*Quoted text*.
There is no room for souvenirs: the luggage is a survival kit, containing the fantastic necessities for a real journey. Suitcases that are so many bridges to possible worlds, just a step away from our everyday life; they shine with symbols, full of organic references, purple or carmine red hearts and umbilical cords, they are the venous blood full of impurities or the blood that flows like a clear spring from the arteries, marked by feminine blues, supported by glassy aerial transparencies, affirming a hic et nunc that burns any temptation of spirituality. They are an affirmation and yet an open dialogue: active entities, conceived in the unfolding of time, imagined as travelling companions, to be touched, opened, used, broken, manipulated and reinvented. They are survivals: Rossella Roli’s work, unashamedly, divests itself of all vanity and undertakes an ascent towards the summit of the mountain, towards other temporal spaces, into the underworld of memory. In fact, there are no objects unrelated to the action of remembering; they are naturally characterised as time machines. Maternal in their protection against the horror vacui, they are in the first instance reassuring presences, capable of anchoring us to reality, sometimes thaumaturgical. Going beyond the idea that a work of art – particularly one that has to do with sculpture – needs a specific physical place with which to talk, and breaking the golden rule that wants it to be sacred, untouchable, a hieratic element when enveloped in metaphysical fumes, or simply cynical, when it has a more contemporary allure, Rossella Roli’s assemblage, on the other hand, is bold in renouncing a pre-established status, not afraid to be dependent on the user, to become something for everyday use.
Silvia Bottani

Rossella Roli was born in Modena in 1967. She graduated from the Brera Academy of Fine Arts with a specialisation in Visual Arts. She currently lives and works in Milan. She has worked in graphic design since 1989. In 2001 she attended a master’s degree in web design at the Domus Academy in Milan. After participating in several group exhibitions, in 2009 she held two solo shows in Milan: Porzione di mare che sale e di cielo che sale che sale at the Blanchaert Gallery and Survivals at the Obraz Gallery.

*Objectives*.
A. Using the text on Rossella Roli, answer these:
(i) In what city and year was Rossella Roli born?
(ii) Which gallery hosted her solo show Survivals?
(iii) According to the opening sentence, what is the luggage, since it has no room for souvenirs?
B. List every academy and gallery the text on Rossella Roli names.

*Supplied records*.

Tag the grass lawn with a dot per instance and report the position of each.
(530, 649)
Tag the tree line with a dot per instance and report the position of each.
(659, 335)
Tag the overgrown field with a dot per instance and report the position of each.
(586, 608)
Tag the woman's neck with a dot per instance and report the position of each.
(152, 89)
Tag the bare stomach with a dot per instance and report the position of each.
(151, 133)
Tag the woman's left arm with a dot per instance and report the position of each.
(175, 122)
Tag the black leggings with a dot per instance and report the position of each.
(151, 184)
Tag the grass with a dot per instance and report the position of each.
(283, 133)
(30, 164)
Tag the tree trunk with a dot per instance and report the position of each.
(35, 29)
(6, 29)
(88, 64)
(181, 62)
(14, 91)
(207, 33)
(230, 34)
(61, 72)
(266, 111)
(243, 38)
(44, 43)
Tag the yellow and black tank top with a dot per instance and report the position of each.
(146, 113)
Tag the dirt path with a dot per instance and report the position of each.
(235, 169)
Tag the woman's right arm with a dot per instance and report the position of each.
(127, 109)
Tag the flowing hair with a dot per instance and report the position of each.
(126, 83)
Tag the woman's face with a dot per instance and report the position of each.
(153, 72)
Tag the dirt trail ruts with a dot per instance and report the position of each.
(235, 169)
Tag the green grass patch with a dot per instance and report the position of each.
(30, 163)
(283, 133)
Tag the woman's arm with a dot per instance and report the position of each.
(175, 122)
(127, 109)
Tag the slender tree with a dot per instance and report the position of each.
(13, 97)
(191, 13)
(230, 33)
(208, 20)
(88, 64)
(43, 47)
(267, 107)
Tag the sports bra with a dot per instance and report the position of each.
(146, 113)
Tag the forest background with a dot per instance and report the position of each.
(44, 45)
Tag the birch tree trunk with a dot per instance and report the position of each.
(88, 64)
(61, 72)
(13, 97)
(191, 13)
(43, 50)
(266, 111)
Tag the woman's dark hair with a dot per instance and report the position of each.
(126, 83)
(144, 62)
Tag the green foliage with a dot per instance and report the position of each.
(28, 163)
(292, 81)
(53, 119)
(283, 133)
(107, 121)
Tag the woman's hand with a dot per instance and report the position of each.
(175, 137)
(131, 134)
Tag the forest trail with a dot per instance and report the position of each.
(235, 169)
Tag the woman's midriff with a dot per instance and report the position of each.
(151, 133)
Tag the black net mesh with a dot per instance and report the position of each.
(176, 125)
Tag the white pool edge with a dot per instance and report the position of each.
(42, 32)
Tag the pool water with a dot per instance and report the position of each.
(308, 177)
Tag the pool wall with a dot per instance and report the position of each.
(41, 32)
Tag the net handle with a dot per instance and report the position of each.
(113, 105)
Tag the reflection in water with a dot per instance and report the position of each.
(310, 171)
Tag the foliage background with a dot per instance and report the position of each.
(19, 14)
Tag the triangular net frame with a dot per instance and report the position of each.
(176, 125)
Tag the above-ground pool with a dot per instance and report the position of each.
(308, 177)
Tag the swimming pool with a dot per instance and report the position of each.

*Full solutions*.
A.
(i) Modena, 1967
(ii) The Obraz Gallery
(iii) A survival kit, containing the fantastic necessities for a real journey

B.
Brera Academy of Fine Arts
Domus Academy
Blanchaert Gallery
Obraz Gallery